* **Requirement a**
Answer these questions from the text on property and business risks:
(i) In which area are the operations primarily concentrated?
(ii) Under which act must insurers make terrorism insurance available under their property and casualty insurance policies?
(iii) Through what are substantially all of the assets held?

[BEGIN Text extract]

Furthermore, with respect to certain of our properties, including properties held by joint ventures, or subject to triple net leases, insurance coverage is obtained by a third-party and we do not control the coverage. While we may have agreements with such third parties to maintain adequate coverage and we monitor these policies, such coverage ultimately may not be maintained or adequately cover our risk of loss.
The occurrence of a terrorist attack may adversely affect the value of our properties and our ability to generate cash flow.
Our operations are primarily concentrated in the New York metropolitan area. In the aftermath of a terrorist attack or other acts of terrorism or war, tenants in the New York metropolitan area may choose to relocate their business to less populated, lower-profile areas of the United States that those tenants believe are not as likely to be targets of future terrorist activity. In addition, economic activity could decline as a result of terrorist attacks or other acts of terrorism or war, or the perceived threat of such acts. Each of these impacts could in turn trigger a decrease in the demand for space in the New York metropolitan area, which could increase vacancies in our properties and force us to lease our properties on less favorable terms. While under the Terrorism Risk Insurance Program Reauthorization Act of 2015, insurers must make terrorism insurance available under their property and casualty insurance policies, this legislation does not regulate the pricing of such insurance. The absence of affordable terrorism insurance coverage may adversely affect the general real estate lending market, lending volume and the market's overall liquidity and, in the event of an uninsured loss, we could lose all or a portion of our assets. Furthermore, we may also experience increased costs in relation to security equipment and personnel. As a result, the value of our properties and our results of operations could materially decline.
We face possible risks associated with the natural disasters and the physical effects of climate change.
We are subject to risks associated with natural disasters and the physical effects of climate change, which can include storms, hurricanes and flooding, any of which could have a material adverse effect on our properties, operations and business. To the extent climate change causes changes in weather patterns, our markets could experience increases in storm intensity and rising sea-levels. Over time, these conditions could result in declining demand for office space in our buildings or the inability of us to operate the buildings at all. Climate change may also have indirect effects on our business by increasing the cost of (or making unavailable) property insurance on terms we find acceptable, increasing the cost of energy at our properties and requiring us to expend funds as we seek to repair and protect our properties against such risks. There can be no assurance that climate change will not have a material adverse effect on our properties, operations or business.
We depend on dividends and distributions from our direct and indirect subsidiaries.
Substantially all of our assets are held through subsidiaries of our Operating Partnership. Our Operating Partnership’s cash flow is dependent on cash distributions to it by its subsidiaries, and in turn, substantially all of our cash flow is dependent on cash distributions to us by our Operating Partnership. The creditors of each of our direct and indirect subsidiaries are entitled to payment of that subsidiary’s obligations to them, when due and payable, before distributions may be made by that subsidiary to its equity holders.

[END Text extract]
[BEGIN Extracted material]

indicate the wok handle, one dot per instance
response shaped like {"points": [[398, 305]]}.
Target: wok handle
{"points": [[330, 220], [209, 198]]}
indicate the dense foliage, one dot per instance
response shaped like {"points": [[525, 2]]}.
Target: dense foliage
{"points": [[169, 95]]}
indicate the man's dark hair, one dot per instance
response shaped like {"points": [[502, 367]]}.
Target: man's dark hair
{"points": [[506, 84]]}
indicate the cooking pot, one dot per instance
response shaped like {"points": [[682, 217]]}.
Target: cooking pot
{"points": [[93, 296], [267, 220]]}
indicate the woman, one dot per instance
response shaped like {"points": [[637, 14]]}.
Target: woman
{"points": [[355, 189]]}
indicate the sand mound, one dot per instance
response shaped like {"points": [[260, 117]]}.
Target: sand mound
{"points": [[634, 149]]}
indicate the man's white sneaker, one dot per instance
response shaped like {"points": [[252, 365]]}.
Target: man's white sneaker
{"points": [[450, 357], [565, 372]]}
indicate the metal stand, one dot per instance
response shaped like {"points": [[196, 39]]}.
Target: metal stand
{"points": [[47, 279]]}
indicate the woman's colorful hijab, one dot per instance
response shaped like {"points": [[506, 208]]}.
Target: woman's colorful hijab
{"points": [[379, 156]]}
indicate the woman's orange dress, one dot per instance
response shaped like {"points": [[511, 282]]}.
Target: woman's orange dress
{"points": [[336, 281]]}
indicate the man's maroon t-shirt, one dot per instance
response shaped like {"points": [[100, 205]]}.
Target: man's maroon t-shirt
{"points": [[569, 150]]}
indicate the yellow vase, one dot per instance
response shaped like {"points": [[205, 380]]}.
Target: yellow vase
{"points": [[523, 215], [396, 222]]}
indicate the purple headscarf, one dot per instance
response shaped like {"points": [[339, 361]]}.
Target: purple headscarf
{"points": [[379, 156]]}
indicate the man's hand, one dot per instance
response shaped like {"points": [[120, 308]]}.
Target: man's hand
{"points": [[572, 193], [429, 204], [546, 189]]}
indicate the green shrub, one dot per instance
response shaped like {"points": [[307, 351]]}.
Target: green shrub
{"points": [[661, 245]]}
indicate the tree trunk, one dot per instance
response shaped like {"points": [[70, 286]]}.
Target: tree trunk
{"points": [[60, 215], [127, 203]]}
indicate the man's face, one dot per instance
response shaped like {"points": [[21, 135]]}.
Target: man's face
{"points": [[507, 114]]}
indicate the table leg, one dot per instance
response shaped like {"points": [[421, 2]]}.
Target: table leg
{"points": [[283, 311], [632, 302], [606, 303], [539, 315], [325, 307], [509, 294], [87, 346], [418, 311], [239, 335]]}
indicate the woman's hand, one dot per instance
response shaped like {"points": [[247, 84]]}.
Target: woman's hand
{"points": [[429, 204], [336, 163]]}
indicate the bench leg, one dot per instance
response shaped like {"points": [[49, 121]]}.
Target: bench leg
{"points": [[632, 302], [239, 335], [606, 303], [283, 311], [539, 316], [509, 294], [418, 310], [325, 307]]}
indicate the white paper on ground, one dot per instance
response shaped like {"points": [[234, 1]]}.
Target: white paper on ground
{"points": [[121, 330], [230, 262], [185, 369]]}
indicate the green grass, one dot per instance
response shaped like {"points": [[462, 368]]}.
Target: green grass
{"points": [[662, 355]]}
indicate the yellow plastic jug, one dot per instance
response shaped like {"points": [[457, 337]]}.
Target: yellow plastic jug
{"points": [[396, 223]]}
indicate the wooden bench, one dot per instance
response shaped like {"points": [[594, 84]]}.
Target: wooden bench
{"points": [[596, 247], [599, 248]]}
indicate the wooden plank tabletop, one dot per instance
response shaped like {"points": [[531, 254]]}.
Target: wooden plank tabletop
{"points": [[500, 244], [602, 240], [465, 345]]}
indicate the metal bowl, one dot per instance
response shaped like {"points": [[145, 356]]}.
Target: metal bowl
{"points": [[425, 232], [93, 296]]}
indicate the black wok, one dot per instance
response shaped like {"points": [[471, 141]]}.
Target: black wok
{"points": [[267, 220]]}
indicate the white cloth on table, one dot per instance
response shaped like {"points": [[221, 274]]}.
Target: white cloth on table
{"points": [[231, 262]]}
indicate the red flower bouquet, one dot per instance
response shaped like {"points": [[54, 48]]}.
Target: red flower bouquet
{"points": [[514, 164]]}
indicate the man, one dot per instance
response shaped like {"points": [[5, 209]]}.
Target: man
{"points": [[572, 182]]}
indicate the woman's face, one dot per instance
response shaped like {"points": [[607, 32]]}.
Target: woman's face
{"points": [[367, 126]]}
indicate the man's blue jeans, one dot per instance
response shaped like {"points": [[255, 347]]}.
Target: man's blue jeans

[END Extracted material]

* **Requirement b**
Copy out the lines of the records word for word, starting at the line that contains "indicate the metal bowl, one dot per instance" and ending with the last line of the records, both included.

* **Response a**
(i) The New York metropolitan area.
(ii) The Terrorism Risk Insurance Program Reauthorization Act of 2015.
(iii) Through subsidiaries of the Operating Partnership.

* **Response b**
indicate the metal bowl, one dot per instance
response shaped like {"points": [[145, 356]]}.
Target: metal bowl
{"points": [[425, 232], [93, 296]]}
indicate the black wok, one dot per instance
response shaped like {"points": [[471, 141]]}.
Target: black wok
{"points": [[267, 220]]}
indicate the white cloth on table, one dot per instance
response shaped like {"points": [[221, 274]]}.
Target: white cloth on table
{"points": [[231, 262]]}
indicate the red flower bouquet, one dot per instance
response shaped like {"points": [[54, 48]]}.
Target: red flower bouquet
{"points": [[514, 164]]}
indicate the man, one dot per instance
response shaped like {"points": [[5, 209]]}.
Target: man
{"points": [[572, 182]]}
indicate the woman's face, one dot per instance
response shaped like {"points": [[607, 32]]}.
Target: woman's face
{"points": [[367, 126]]}
indicate the man's blue jeans, one dot per instance
response shaped like {"points": [[255, 347]]}.
Target: man's blue jeans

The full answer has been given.